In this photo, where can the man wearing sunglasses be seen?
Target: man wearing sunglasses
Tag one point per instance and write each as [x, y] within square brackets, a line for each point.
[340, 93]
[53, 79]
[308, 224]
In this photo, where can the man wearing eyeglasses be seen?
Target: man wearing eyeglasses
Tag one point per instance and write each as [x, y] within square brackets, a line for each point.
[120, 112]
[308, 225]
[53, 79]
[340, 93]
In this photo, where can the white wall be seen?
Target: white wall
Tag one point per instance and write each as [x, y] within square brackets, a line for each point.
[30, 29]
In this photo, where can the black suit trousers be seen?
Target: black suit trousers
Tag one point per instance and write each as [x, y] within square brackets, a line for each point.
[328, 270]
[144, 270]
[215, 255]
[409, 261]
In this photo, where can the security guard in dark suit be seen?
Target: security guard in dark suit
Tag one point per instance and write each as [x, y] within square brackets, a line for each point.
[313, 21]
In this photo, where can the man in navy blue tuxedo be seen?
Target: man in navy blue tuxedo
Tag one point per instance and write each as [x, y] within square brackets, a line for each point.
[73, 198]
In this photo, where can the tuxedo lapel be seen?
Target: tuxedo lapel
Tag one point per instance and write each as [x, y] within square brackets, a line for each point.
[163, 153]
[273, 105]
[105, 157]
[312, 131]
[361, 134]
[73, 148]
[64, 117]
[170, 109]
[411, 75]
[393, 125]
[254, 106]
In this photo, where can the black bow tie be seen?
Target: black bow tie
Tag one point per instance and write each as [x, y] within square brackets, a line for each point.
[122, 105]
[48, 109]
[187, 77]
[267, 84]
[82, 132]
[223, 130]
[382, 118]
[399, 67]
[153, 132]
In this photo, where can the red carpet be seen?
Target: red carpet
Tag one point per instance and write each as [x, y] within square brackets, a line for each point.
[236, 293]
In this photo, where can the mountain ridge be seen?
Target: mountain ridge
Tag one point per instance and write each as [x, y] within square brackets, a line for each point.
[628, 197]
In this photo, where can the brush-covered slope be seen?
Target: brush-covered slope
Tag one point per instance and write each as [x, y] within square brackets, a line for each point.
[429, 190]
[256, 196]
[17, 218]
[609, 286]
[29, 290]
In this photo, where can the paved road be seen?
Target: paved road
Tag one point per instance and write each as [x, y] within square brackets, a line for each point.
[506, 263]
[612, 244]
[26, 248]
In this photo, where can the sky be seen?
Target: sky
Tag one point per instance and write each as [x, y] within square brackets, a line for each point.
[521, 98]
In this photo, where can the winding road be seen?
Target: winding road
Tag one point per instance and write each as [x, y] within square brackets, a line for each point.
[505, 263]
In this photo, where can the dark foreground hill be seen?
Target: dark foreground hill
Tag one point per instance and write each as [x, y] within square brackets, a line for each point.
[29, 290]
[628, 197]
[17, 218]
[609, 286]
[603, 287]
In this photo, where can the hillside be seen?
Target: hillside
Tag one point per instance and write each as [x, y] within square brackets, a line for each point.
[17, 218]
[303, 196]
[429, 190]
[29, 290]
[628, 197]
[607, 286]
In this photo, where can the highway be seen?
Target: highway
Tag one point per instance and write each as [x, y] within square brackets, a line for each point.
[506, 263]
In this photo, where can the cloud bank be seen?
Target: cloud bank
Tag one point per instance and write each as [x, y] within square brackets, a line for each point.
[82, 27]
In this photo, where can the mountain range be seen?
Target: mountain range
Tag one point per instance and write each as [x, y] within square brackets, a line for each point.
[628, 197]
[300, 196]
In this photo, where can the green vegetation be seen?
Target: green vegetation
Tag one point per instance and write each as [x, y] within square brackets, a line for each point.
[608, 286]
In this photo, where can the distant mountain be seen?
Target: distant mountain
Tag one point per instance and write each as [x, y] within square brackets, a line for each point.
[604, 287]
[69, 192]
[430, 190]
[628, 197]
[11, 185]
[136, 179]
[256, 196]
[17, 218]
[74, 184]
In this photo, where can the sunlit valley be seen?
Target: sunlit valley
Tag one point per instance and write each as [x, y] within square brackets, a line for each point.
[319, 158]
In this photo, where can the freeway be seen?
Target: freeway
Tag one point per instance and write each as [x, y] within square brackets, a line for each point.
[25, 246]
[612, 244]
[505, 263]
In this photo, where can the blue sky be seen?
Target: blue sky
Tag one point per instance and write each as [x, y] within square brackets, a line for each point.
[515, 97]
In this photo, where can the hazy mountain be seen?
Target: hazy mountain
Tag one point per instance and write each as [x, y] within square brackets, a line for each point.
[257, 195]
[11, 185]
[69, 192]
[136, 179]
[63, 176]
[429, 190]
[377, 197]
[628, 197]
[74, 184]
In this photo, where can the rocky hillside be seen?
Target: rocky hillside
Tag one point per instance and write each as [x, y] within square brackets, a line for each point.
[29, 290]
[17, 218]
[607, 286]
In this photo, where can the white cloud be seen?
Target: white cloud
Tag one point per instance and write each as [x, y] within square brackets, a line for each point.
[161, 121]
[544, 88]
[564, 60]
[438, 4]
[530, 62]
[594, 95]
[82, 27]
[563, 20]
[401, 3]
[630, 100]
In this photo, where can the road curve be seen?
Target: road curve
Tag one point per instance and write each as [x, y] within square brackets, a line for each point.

TASK TO COMPLETE -> Rewrite every line of the records above as a single numbered list, omitting any blank lines.

WORKED ANSWER ->
1. In this photo, where can the man wearing sunglasses be seen?
2. Target: man wearing sunglasses
3. Tag one point per instance and write each as [x, y] within square brackets, a line for each point.
4. [340, 93]
5. [53, 79]
6. [308, 224]
7. In this photo, where can the man wearing eyeglasses be seen?
8. Target: man wearing eyeglasses
9. Tag one point per instance and write each as [x, y] within square brackets, a line for each point.
10. [120, 112]
11. [308, 225]
12. [53, 79]
13. [340, 93]
14. In this photo, where can the white wall be seen?
15. Target: white wall
16. Tag one point per instance and write each as [x, y] within square brackets, a line for each point.
17. [30, 29]
18. In this photo, where can the black suit trousers be seen?
19. Target: black suit trousers
20. Tag one point per instance and write each as [x, y] within square brackets, a line for each point.
21. [328, 270]
22. [144, 270]
23. [215, 255]
24. [409, 261]
25. In this photo, where can the security guard in dark suit be seen?
26. Target: security guard in dark suit
27. Tag one point per instance and write each as [x, y] within square brackets, a line for each point.
28. [313, 21]
29. In this photo, where can the man in navy blue tuxedo be seen?
30. Target: man in navy blue tuxedo
31. Tag one point per instance and write each as [x, y] within square brackets, a line for each point.
32. [73, 198]
33. In this photo, where can the tuxedo lapel be seen?
34. Target: tuxedo lapel
35. Tag one point per instance and write each as [x, y] within square brackets, a line for each point.
36. [163, 153]
37. [273, 105]
38. [105, 157]
39. [312, 131]
40. [361, 134]
41. [73, 148]
42. [64, 117]
43. [170, 109]
44. [411, 75]
45. [393, 125]
46. [254, 106]
47. In this photo, where can the black bow tie be seen?
48. Target: black bow tie
49. Tag one point per instance and write each as [x, y] within square brackets, a line for each point.
50. [122, 105]
51. [48, 109]
52. [187, 77]
53. [267, 84]
54. [82, 132]
55. [223, 130]
56. [382, 118]
57. [399, 67]
58. [153, 132]
59. In this photo, where can the red carpet be seen?
60. Target: red carpet
61. Tag one point per instance and write each as [x, y] within square brackets, a line for each point.
62. [236, 293]
63. In this photo, where can the mountain ridge be seen?
64. Target: mountain ridge
65. Tag one point per instance and write each as [x, y] within square brackets, a line for each point.
66. [628, 197]
67. In this photo, where can the brush-covered slope be seen?
68. Target: brush-covered slope
69. Tag one point per instance and write each as [x, y] within square brackets, a line for each point.
70. [429, 190]
71. [256, 196]
72. [17, 218]
73. [609, 286]
74. [29, 290]
75. In this photo, where can the paved road be seen?
76. Target: paved road
77. Tag one point per instance and write each as [x, y] within square brackets, a line for each point.
78. [506, 263]
79. [612, 244]
80. [26, 248]
81. In this photo, where can the sky be seen?
82. Target: sky
83. Tag one point per instance and write each as [x, y] within square brackets, a line for each point.
84. [521, 98]
85. In this photo, where can the winding road be seen?
86. Target: winding road
87. Tag one point per instance and write each as [x, y] within square brackets, a line for each point.
88. [505, 263]
89. In this photo, where can the dark foreground hill be seen?
90. Target: dark foreground hill
91. Tag one point per instance and write each as [x, y] within square brackets, a line for each point.
92. [29, 290]
93. [628, 197]
94. [17, 218]
95. [609, 286]
96. [603, 287]
97. In this photo, where can the hillside be seen?
98. Target: hillside
99. Tag one point per instance and write each as [x, y] within square brackets, a line for each point.
100. [17, 218]
101. [303, 196]
102. [429, 190]
103. [29, 290]
104. [628, 197]
105. [607, 286]
106. In this photo, where can the highway be seen?
107. Target: highway
108. Tag one point per instance and write each as [x, y] within square brackets, a line for each point.
109. [506, 263]
110. In this photo, where can the cloud bank be seen?
111. Target: cloud bank
112. Tag one point per instance and write each as [x, y] within square brackets, a line for each point.
113. [82, 27]
114. In this photo, where can the mountain range be seen?
115. Target: mountain range
116. Tag one point per instance and write each as [x, y] within square brackets, a line for each point.
117. [628, 197]
118. [300, 196]
119. In this photo, where can the green vegetation be seen?
120. Target: green vegetation
121. Tag one point per instance and write each as [x, y] within square brackets, a line for each point.
122. [608, 286]
123. In this photo, where can the distant mountain be seen?
124. Target: distant mountain
125. Tag one point per instance and write each as [x, y] within square brackets, a line for each point.
126. [604, 287]
127. [69, 192]
128. [430, 190]
129. [628, 197]
130. [11, 185]
131. [136, 179]
132. [256, 196]
133. [17, 218]
134. [74, 184]
135. In this photo, where can the sunlit valley be seen?
136. Target: sunlit valley
137. Tag one point per instance and write each as [x, y] within square brackets, a line for each point.
138. [319, 158]
139. In this photo, where can the freeway be seen?
140. Target: freeway
141. Tag one point per instance and write each as [x, y] within square brackets, a line for each point.
142. [25, 246]
143. [612, 244]
144. [505, 263]
145. In this photo, where can the blue sky be seen?
146. Target: blue sky
147. Tag one point per instance and write each as [x, y] within square brackets, a line for each point.
148. [515, 97]
149. In this photo, where can the hazy mountain be seen?
150. Target: hazy mountain
151. Tag one point per instance and write each as [x, y] within square brackets, a line for each point.
152. [257, 195]
153. [11, 185]
154. [69, 192]
155. [136, 179]
156. [63, 176]
157. [429, 190]
158. [377, 197]
159. [628, 197]
160. [74, 184]
161. In this photo, where can the rocky hillside be seen?
162. Target: rocky hillside
163. Tag one point per instance and write each as [x, y] within square brackets, a line for each point.
164. [29, 290]
165. [17, 218]
166. [607, 286]
167. In this photo, where can the white cloud be seen?
168. Target: white cloud
169. Tag one point per instance and write each as [x, y] within square brackets, a line for each point.
170. [161, 121]
171. [544, 88]
172. [564, 60]
173. [438, 4]
174. [530, 62]
175. [594, 95]
176. [82, 27]
177. [563, 20]
178. [401, 3]
179. [630, 100]
180. In this photo, where can the road curve be seen?
181. Target: road curve
182. Tag one point per instance and write each as [x, y] within square brackets, a line for each point.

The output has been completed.